■ What is being asked
Copy all the material below, exactly as it stands.

[start Records provided]

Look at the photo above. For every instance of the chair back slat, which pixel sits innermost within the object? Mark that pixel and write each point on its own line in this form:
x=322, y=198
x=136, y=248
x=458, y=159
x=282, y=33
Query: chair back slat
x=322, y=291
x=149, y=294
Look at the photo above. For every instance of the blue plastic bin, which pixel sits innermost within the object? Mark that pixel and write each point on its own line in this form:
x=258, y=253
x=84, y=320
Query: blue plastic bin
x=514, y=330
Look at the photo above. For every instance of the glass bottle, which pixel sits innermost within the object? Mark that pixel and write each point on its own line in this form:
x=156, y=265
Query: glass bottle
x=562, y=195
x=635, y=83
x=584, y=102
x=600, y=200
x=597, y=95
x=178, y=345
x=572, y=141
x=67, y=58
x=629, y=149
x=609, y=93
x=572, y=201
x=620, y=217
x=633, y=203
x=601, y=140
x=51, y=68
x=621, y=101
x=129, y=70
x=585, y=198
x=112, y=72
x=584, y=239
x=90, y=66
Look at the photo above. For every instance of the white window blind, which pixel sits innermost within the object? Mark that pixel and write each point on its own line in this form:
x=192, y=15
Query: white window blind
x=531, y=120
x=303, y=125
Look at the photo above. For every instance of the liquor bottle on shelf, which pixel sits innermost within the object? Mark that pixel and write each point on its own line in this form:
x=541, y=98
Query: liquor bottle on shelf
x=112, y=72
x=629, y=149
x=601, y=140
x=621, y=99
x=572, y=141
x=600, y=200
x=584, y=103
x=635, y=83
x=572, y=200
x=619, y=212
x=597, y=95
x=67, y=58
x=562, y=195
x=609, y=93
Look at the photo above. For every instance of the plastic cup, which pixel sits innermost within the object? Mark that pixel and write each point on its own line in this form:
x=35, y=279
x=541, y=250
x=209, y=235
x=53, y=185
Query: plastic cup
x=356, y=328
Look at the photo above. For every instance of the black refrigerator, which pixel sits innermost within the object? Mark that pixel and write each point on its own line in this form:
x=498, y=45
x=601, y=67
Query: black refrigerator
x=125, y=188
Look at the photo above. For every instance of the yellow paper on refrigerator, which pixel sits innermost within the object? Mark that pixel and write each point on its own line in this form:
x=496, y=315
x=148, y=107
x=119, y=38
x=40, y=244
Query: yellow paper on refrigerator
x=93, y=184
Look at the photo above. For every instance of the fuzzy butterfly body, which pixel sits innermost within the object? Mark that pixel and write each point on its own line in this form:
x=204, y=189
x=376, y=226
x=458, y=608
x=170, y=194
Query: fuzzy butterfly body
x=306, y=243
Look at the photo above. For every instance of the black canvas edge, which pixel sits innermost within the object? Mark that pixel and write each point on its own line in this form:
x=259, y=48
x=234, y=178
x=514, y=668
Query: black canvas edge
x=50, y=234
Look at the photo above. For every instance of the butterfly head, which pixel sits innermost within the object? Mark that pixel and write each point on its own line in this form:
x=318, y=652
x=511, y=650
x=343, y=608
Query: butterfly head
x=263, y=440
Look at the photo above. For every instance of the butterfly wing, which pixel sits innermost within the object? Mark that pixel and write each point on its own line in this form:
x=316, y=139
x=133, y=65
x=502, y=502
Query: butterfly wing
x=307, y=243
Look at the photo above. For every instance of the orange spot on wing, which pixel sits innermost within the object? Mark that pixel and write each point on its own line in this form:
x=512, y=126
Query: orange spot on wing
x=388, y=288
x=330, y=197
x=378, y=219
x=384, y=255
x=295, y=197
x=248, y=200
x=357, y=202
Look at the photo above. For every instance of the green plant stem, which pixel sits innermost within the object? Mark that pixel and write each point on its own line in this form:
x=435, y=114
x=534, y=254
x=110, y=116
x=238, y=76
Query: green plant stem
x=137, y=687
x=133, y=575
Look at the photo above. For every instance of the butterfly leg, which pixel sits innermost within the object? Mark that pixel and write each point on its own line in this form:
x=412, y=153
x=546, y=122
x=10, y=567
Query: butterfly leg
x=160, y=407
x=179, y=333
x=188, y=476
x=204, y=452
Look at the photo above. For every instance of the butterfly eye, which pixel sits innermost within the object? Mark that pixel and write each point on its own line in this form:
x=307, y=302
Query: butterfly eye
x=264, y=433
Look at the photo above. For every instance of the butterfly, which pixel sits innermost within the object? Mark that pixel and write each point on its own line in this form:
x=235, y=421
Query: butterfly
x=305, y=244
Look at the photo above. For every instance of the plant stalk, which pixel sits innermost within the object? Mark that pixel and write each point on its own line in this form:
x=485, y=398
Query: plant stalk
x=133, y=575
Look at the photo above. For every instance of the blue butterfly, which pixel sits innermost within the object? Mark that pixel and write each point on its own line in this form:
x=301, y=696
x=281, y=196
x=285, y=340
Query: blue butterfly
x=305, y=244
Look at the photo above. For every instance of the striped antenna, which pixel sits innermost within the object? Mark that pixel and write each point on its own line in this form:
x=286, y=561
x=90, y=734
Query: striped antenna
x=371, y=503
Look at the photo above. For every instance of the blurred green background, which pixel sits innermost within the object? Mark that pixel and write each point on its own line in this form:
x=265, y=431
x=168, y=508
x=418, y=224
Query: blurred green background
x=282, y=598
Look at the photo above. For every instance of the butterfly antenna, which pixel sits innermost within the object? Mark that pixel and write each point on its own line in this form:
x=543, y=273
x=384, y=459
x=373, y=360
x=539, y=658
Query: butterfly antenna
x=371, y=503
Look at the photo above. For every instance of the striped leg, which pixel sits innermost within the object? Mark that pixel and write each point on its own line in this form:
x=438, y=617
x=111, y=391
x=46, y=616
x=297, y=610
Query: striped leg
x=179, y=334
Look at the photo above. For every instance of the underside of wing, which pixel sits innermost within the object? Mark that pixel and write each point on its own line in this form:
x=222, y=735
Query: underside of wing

[end Records provided]

■ Answer
Look at the photo above. For every instance of the chair back slat, which pixel sits innermost within the object? Mark that pixel and write each point on its own line in this form:
x=322, y=198
x=136, y=248
x=458, y=159
x=282, y=33
Query: chair back slat
x=322, y=291
x=149, y=294
Look at the photo above. For every instance of the blue plastic bin, which pixel sits innermost within the object? Mark that pixel and write each point on its own line in this form:
x=258, y=253
x=84, y=320
Query: blue plastic bin
x=514, y=330
Look at the photo above. For every instance of the glass bottle, which pixel sits innermost within the object? Mark that pixel and write each point on its own line in this form:
x=156, y=265
Query: glass bottle
x=562, y=195
x=635, y=83
x=584, y=102
x=600, y=200
x=597, y=95
x=178, y=345
x=572, y=141
x=67, y=58
x=629, y=149
x=609, y=93
x=572, y=201
x=620, y=217
x=633, y=203
x=601, y=140
x=51, y=68
x=621, y=101
x=129, y=70
x=585, y=198
x=112, y=72
x=584, y=239
x=90, y=66
Look at the photo above. For every instance of the white window blind, which pixel sits innermost within the object? Mark that pixel and write each point on its own line in this form:
x=192, y=15
Query: white window blind
x=531, y=120
x=303, y=125
Look at the photo above. For every instance of the liquor bottle on shelf, which pixel sits innermost within the object? Mark that pixel and write each point on its own line in this form:
x=541, y=98
Query: liquor bottle on shelf
x=112, y=72
x=629, y=149
x=601, y=140
x=621, y=99
x=572, y=141
x=600, y=200
x=584, y=103
x=635, y=83
x=572, y=200
x=619, y=212
x=597, y=95
x=67, y=58
x=562, y=195
x=609, y=93
Look at the photo above. For every instance of the plastic cup, which pixel sits innermost within the object? Mark that pixel and write each point on its own line in this form:
x=35, y=279
x=541, y=250
x=209, y=235
x=53, y=185
Query: plastic cup
x=356, y=328
Look at the photo above. For every instance of the black refrigerator, which pixel sits innermost within the object? Mark that pixel and write each point on its own line in this form:
x=498, y=45
x=601, y=67
Query: black refrigerator
x=125, y=188
Look at the photo above. For every instance of the yellow paper on refrigerator, which pixel sits innermost within the object? Mark that pixel and write each point on its own line in this form:
x=496, y=315
x=148, y=107
x=119, y=38
x=40, y=244
Query: yellow paper on refrigerator
x=93, y=184
Look at the photo above. For every instance of the fuzzy butterfly body, which pixel sits innermost within the object? Mark that pixel and write each point on its own line in this form:
x=204, y=189
x=376, y=226
x=458, y=608
x=170, y=194
Query: fuzzy butterfly body
x=306, y=243
Look at the photo above. For every instance of the black canvas edge, which pixel sits innermost within the object? Mark that pixel and write each point on its own line in this form:
x=259, y=48
x=234, y=178
x=514, y=668
Query: black canvas edge
x=50, y=234
Look at the photo above. For every instance of the butterfly head, which pixel sits innermost within the object? Mark that pixel and write each point on its own line in this form:
x=318, y=652
x=511, y=650
x=343, y=608
Query: butterfly head
x=263, y=440
Look at the photo above. For every instance of the butterfly wing, which pixel sits innermost within the object? Mark that pixel and write each point on its own line in this form:
x=316, y=139
x=133, y=65
x=502, y=502
Query: butterfly wing
x=307, y=243
Look at the photo above. For every instance of the orange spot on wing, which pixel sits innermost within the object? Mark that pixel and write each point on its own line in this form:
x=512, y=126
Query: orange spot on wing
x=388, y=288
x=330, y=197
x=378, y=219
x=384, y=255
x=295, y=197
x=248, y=200
x=357, y=202
Look at the photo above. For every instance of the green plant stem, which pixel sits innermost within the object? Mark that pixel and write each point on its own line in this form:
x=435, y=114
x=534, y=254
x=110, y=116
x=238, y=76
Query: green plant stem
x=137, y=687
x=133, y=575
Look at the photo above. For every instance of the butterfly leg, which pixel sits innermost within the object? Mark that pixel and write each point on its own line in this form:
x=412, y=153
x=546, y=122
x=10, y=567
Query: butterfly leg
x=160, y=407
x=179, y=333
x=188, y=476
x=204, y=452
Look at the photo above. For every instance of the butterfly eye, which pixel sits innermost within the object? Mark that pixel and write each point on its own line in this form:
x=307, y=302
Query: butterfly eye
x=264, y=433
Look at the photo above. For every instance of the butterfly, which pixel sits innermost within the object? Mark that pixel and write each point on its own line in this form:
x=235, y=421
Query: butterfly
x=305, y=244
Look at the photo above. For every instance of the plant stalk, which pixel sits innermost within the object? Mark that pixel and write each point on its own line in this form:
x=485, y=398
Query: plant stalk
x=133, y=575
Look at the photo above. For every instance of the blue butterfly, which pixel sits innermost within the object? Mark that pixel and write each point on its own line in this form:
x=301, y=696
x=281, y=196
x=285, y=340
Query: blue butterfly
x=305, y=244
Look at the photo above. For every instance of the striped antenna, which pixel sits innermost within the object? Mark that pixel and write each point on its own line in this form:
x=286, y=561
x=90, y=734
Query: striped antenna
x=371, y=503
Look at the photo above. For every instance of the blurred green background, which pixel sits innermost within the object? Mark that pixel and write each point on its own line in this form:
x=265, y=431
x=168, y=508
x=418, y=224
Query: blurred green background
x=282, y=598
Look at the photo above. For every instance of the butterfly antenna, which pixel sits innermost within the object? Mark that pixel and write each point on its own line in this form:
x=543, y=273
x=384, y=459
x=373, y=360
x=539, y=658
Query: butterfly antenna
x=371, y=503
Look at the photo above. For every instance of the striped leg, which pixel sits innermost within the object? Mark that pixel and write each point on its own line in this form:
x=438, y=617
x=111, y=391
x=46, y=616
x=297, y=610
Query: striped leg
x=179, y=334
Look at the photo above. For every instance of the underside of wing, which pixel sits innermost within the object? Mark that pixel and write each point on its own line in this form:
x=222, y=735
Query: underside of wing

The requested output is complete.